Available data ▸
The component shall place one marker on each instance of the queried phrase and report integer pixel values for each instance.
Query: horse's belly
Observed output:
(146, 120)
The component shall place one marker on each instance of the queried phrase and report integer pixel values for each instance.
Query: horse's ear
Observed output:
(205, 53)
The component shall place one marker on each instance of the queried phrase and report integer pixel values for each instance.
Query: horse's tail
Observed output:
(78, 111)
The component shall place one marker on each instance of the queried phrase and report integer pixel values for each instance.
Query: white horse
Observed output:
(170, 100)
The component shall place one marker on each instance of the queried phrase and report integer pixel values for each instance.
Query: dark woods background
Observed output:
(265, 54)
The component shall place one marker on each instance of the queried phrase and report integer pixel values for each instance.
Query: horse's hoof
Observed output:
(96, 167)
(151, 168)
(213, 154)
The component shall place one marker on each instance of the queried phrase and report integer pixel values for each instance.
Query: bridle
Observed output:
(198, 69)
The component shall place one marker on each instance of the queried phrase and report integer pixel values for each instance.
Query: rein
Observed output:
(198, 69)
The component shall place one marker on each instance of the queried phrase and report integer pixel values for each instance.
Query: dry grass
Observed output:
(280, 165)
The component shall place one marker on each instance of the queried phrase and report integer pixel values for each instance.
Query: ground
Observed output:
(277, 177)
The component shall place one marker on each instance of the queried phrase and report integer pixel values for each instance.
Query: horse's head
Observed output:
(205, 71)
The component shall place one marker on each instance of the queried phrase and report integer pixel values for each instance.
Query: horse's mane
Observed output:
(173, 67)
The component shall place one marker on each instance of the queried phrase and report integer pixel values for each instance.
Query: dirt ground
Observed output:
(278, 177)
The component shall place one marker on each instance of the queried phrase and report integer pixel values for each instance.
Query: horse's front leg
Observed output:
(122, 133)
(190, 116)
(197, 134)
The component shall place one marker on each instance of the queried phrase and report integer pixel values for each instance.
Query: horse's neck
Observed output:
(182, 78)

Exercise prompt ▸ Only one thing belongs in the answer: the number of lines of the data that contain the string "horse".

Output below ▸ 9